**WORK INSTRUCTION:** Give every line of the rows as a JSON list of strings, one string per line with blank lines left out, starting at the beginning of the rows and continuing through the line with "positive clicks: (218, 337)". Leave the pictures out of the answer.

**RECORDS FOR THIS TASK:**
§ §

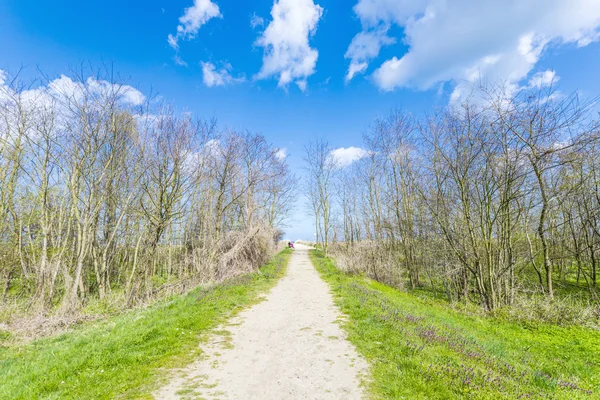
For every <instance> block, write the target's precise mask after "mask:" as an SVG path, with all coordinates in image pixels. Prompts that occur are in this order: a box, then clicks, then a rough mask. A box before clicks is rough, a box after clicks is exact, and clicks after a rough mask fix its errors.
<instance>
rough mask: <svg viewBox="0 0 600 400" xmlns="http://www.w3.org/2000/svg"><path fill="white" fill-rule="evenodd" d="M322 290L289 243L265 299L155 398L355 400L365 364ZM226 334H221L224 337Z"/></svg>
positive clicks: (218, 337)
mask: <svg viewBox="0 0 600 400" xmlns="http://www.w3.org/2000/svg"><path fill="white" fill-rule="evenodd" d="M341 318H342V316H341V314H340V312H339V311H338V309H337V308H336V307H335V306H334V304H333V299H332V297H331V294H330V292H329V287H328V286H327V284H326V283H325V282H323V281H322V280H321V279H320V277H319V276H318V273H317V272H316V271H315V269H314V268H313V266H312V264H311V262H310V260H309V258H308V249H307V248H306V247H304V246H302V245H297V248H296V250H295V251H294V254H293V255H292V258H291V260H290V263H289V266H288V273H287V275H286V276H285V277H283V278H282V279H281V281H280V282H279V283H278V284H277V286H276V287H275V288H273V290H271V292H270V293H269V294H268V295H267V296H266V299H265V300H264V301H262V302H261V303H259V304H256V305H255V306H253V307H252V308H249V309H247V310H245V311H243V312H241V313H240V314H239V315H238V316H236V317H234V318H232V319H231V320H230V321H229V323H228V325H227V326H223V327H221V329H222V330H223V332H217V333H215V334H213V336H212V337H211V339H210V340H209V342H208V343H206V344H202V350H203V351H204V354H203V357H202V359H201V360H198V361H196V362H194V363H193V364H191V365H190V366H188V367H187V368H185V369H182V370H180V371H177V373H176V374H175V376H176V377H175V378H173V379H172V380H171V382H170V383H169V384H168V385H167V386H165V387H163V388H162V389H161V390H160V391H158V392H157V393H155V397H156V399H186V398H187V399H202V398H204V399H244V400H246V399H277V400H280V399H360V398H362V395H363V393H362V389H361V388H359V381H360V375H361V374H362V373H364V372H365V371H366V364H365V362H364V361H363V360H362V359H361V358H360V357H359V356H358V355H357V353H356V350H355V349H354V347H353V346H352V345H351V344H350V343H349V342H348V341H347V340H346V339H345V335H344V332H343V331H342V329H341V328H340V327H339V324H338V323H337V322H336V321H337V320H339V319H341ZM225 331H227V332H225Z"/></svg>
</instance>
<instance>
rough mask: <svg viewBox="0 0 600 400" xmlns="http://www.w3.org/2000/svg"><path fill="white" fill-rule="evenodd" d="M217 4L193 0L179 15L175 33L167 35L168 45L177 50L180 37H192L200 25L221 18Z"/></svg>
mask: <svg viewBox="0 0 600 400" xmlns="http://www.w3.org/2000/svg"><path fill="white" fill-rule="evenodd" d="M221 17H222V15H221V11H220V10H219V6H218V5H216V4H215V3H213V2H212V1H211V0H194V5H193V6H191V7H188V8H186V9H185V10H184V12H183V15H182V16H181V17H179V25H178V26H177V34H175V35H171V34H169V36H168V37H167V41H168V42H169V46H171V47H172V48H174V49H175V50H177V49H178V48H179V40H180V39H182V38H183V39H193V38H194V37H195V36H196V34H197V33H198V30H199V29H200V27H201V26H202V25H204V24H205V23H207V22H208V21H210V20H211V19H212V18H221Z"/></svg>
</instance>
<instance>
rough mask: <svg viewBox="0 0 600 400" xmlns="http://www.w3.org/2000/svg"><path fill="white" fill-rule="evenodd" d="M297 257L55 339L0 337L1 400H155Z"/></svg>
mask: <svg viewBox="0 0 600 400" xmlns="http://www.w3.org/2000/svg"><path fill="white" fill-rule="evenodd" d="M290 254H291V251H290V250H284V251H283V252H281V253H279V254H278V255H277V256H275V258H274V259H273V260H272V261H271V262H270V263H269V264H267V265H265V266H264V267H262V268H261V269H260V270H259V271H258V272H255V273H252V274H248V275H242V276H239V277H237V278H234V279H231V280H228V281H226V282H224V283H222V284H220V285H216V286H212V287H210V288H202V289H197V290H194V291H192V292H191V293H189V294H188V295H185V296H174V297H172V298H171V299H170V300H168V301H164V302H160V303H157V304H155V305H153V306H151V307H149V308H147V309H145V310H137V311H131V312H128V313H125V314H122V315H120V316H117V317H114V318H112V319H109V320H107V321H103V322H94V323H89V324H84V325H83V326H81V327H79V328H77V329H76V330H74V331H73V332H69V333H64V334H62V335H59V336H56V337H50V338H44V339H40V340H37V341H34V342H31V343H29V344H21V345H10V344H8V345H6V342H5V345H2V337H1V336H0V398H1V399H113V398H116V397H117V398H136V399H138V398H150V393H151V392H152V390H154V389H155V388H156V387H157V386H158V385H160V384H161V383H164V382H163V381H164V379H165V378H164V376H165V373H164V370H165V369H166V368H173V367H181V366H183V365H185V364H186V363H188V362H190V361H191V360H193V359H194V358H195V357H196V356H198V355H199V351H200V350H199V347H198V343H199V341H200V340H201V337H202V334H204V333H207V332H208V331H210V330H211V329H213V328H215V327H217V326H218V325H219V324H221V323H222V322H224V321H225V320H226V319H227V318H228V317H230V316H231V315H232V314H233V313H235V312H237V311H239V310H241V309H242V308H244V307H246V306H248V305H251V304H253V303H255V302H256V301H257V299H258V298H259V295H260V294H261V293H263V292H264V291H266V290H268V289H269V288H271V287H272V286H274V285H275V283H276V282H277V280H278V279H279V278H280V277H281V276H283V274H284V272H285V268H286V265H287V262H288V260H289V256H290Z"/></svg>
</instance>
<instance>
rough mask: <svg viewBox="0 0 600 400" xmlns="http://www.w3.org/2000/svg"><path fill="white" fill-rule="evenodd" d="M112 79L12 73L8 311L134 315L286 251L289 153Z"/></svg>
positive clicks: (8, 129) (253, 134)
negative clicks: (286, 219) (143, 92)
mask: <svg viewBox="0 0 600 400" xmlns="http://www.w3.org/2000/svg"><path fill="white" fill-rule="evenodd" d="M101 72H102V71H101ZM0 73H1V71H0ZM111 76H112V75H111V74H110V73H106V74H101V73H100V74H99V75H96V77H92V78H87V79H85V78H84V77H83V74H81V76H75V77H65V76H61V78H59V79H56V80H53V81H45V82H42V83H41V84H38V85H35V86H24V85H23V84H22V83H21V82H20V81H19V80H18V79H17V78H14V79H13V80H12V81H9V78H8V77H7V76H6V74H2V75H0V282H1V284H2V285H1V289H0V290H1V292H0V294H1V295H2V299H3V301H9V300H11V299H20V300H25V301H26V303H27V306H28V307H35V308H36V309H46V310H47V309H50V308H52V307H61V308H62V309H64V310H72V309H76V308H78V307H79V306H81V305H82V304H84V303H85V300H86V298H88V297H89V296H97V297H99V298H101V299H102V298H104V297H105V296H108V295H109V294H111V293H113V292H115V291H117V292H119V293H121V294H122V295H123V298H124V299H125V300H126V301H127V303H129V304H132V303H136V302H139V301H145V300H147V299H149V298H151V297H152V296H153V295H154V294H156V293H157V292H159V291H161V290H163V289H164V288H168V287H170V286H171V285H185V284H186V282H190V281H193V282H194V283H198V282H206V281H209V280H217V279H223V278H226V277H227V276H230V275H233V274H235V273H238V272H239V271H240V270H242V269H244V268H249V269H251V268H256V267H257V266H258V264H260V263H262V262H264V261H265V257H268V256H269V251H270V250H271V249H272V247H273V243H274V241H276V240H278V237H277V236H278V233H277V232H278V231H277V226H278V225H279V224H280V223H281V221H282V218H284V217H285V215H286V213H287V212H288V209H289V206H290V199H291V196H292V192H293V183H294V182H293V177H292V175H291V173H290V171H289V169H288V166H287V164H286V160H285V157H284V156H283V155H282V152H281V151H279V149H277V148H274V147H273V146H272V145H271V144H269V143H268V142H267V141H266V140H265V138H264V137H263V136H262V135H260V134H252V133H248V132H236V131H232V130H227V129H219V128H218V127H217V125H216V123H215V122H214V121H204V120H199V119H195V118H193V117H192V116H191V115H189V114H187V113H178V112H176V111H174V110H173V109H172V108H170V107H168V106H164V105H161V104H159V103H158V102H157V101H156V99H147V98H145V97H144V96H143V95H142V94H141V93H140V92H138V91H137V90H135V89H134V88H132V87H130V86H128V85H125V84H123V83H120V82H118V81H116V80H114V79H111ZM38 83H39V82H38Z"/></svg>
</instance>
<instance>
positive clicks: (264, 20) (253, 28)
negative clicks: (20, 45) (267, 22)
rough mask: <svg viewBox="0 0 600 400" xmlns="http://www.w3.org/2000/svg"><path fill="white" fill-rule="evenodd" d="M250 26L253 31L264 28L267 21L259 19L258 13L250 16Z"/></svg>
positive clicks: (260, 18)
mask: <svg viewBox="0 0 600 400" xmlns="http://www.w3.org/2000/svg"><path fill="white" fill-rule="evenodd" d="M250 26H251V27H252V29H256V28H258V27H261V28H262V27H264V26H265V19H264V18H262V17H259V16H258V15H256V13H254V14H252V15H251V16H250Z"/></svg>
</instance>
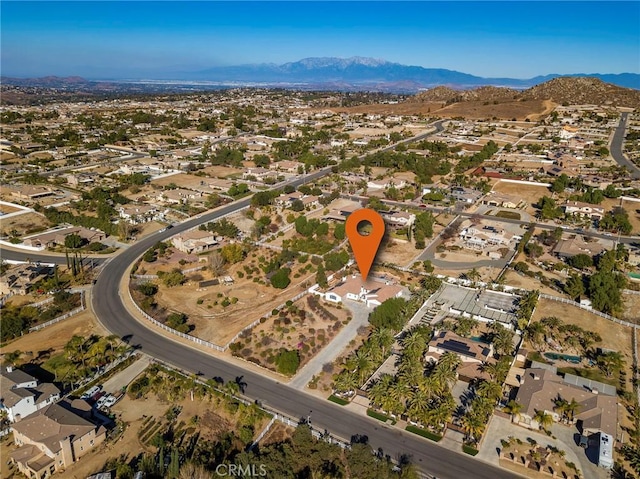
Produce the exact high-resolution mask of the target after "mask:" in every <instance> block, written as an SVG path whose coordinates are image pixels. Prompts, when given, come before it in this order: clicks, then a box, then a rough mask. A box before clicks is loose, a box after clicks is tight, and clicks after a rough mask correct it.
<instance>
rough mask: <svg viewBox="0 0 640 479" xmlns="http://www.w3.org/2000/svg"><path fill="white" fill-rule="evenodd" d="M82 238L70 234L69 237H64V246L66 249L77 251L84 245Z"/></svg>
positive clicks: (72, 233) (79, 235) (78, 236)
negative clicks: (69, 248)
mask: <svg viewBox="0 0 640 479" xmlns="http://www.w3.org/2000/svg"><path fill="white" fill-rule="evenodd" d="M84 242H85V240H84V238H82V236H80V235H77V234H75V233H72V234H70V235H67V236H65V238H64V245H65V247H67V248H71V249H78V248H81V247H82V246H83V245H84Z"/></svg>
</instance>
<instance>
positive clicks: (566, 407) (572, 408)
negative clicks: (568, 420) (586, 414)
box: [566, 398, 580, 422]
mask: <svg viewBox="0 0 640 479" xmlns="http://www.w3.org/2000/svg"><path fill="white" fill-rule="evenodd" d="M579 409H580V403H579V402H578V401H576V398H571V401H569V402H568V403H567V406H566V411H567V416H568V418H569V422H573V419H574V418H575V416H576V413H577V412H578V410H579Z"/></svg>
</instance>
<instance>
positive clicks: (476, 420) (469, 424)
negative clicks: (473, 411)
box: [460, 411, 484, 444]
mask: <svg viewBox="0 0 640 479" xmlns="http://www.w3.org/2000/svg"><path fill="white" fill-rule="evenodd" d="M460 424H461V426H462V429H463V430H464V432H465V434H466V439H469V440H470V441H471V442H473V443H474V444H477V442H478V439H479V438H480V436H481V435H482V430H483V429H484V423H483V421H482V417H481V416H480V415H479V414H474V413H473V412H471V411H468V412H466V413H465V414H464V415H463V416H462V417H461V418H460Z"/></svg>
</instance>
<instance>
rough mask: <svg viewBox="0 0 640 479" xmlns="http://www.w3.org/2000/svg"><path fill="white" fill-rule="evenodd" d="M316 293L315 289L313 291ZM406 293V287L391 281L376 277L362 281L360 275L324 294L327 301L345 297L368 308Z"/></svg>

§ §

**ANSWER SECTION:**
[
  "For every <instance> block, write the target's precise mask after \"mask:\" as an SVG path, with all coordinates in image pixels. Prompts that occur are in this order: a box, then clicks, then a rough mask. A box before clicks is rough, a box after clicks is exact, and clicks after a rough mask fix its errors.",
  "<instance>",
  "rough mask: <svg viewBox=\"0 0 600 400\" xmlns=\"http://www.w3.org/2000/svg\"><path fill=\"white\" fill-rule=\"evenodd\" d=\"M322 290L289 243L265 299L155 398L355 400L365 364ZM226 334H221L224 337Z\"/></svg>",
  "positive clicks: (218, 337)"
]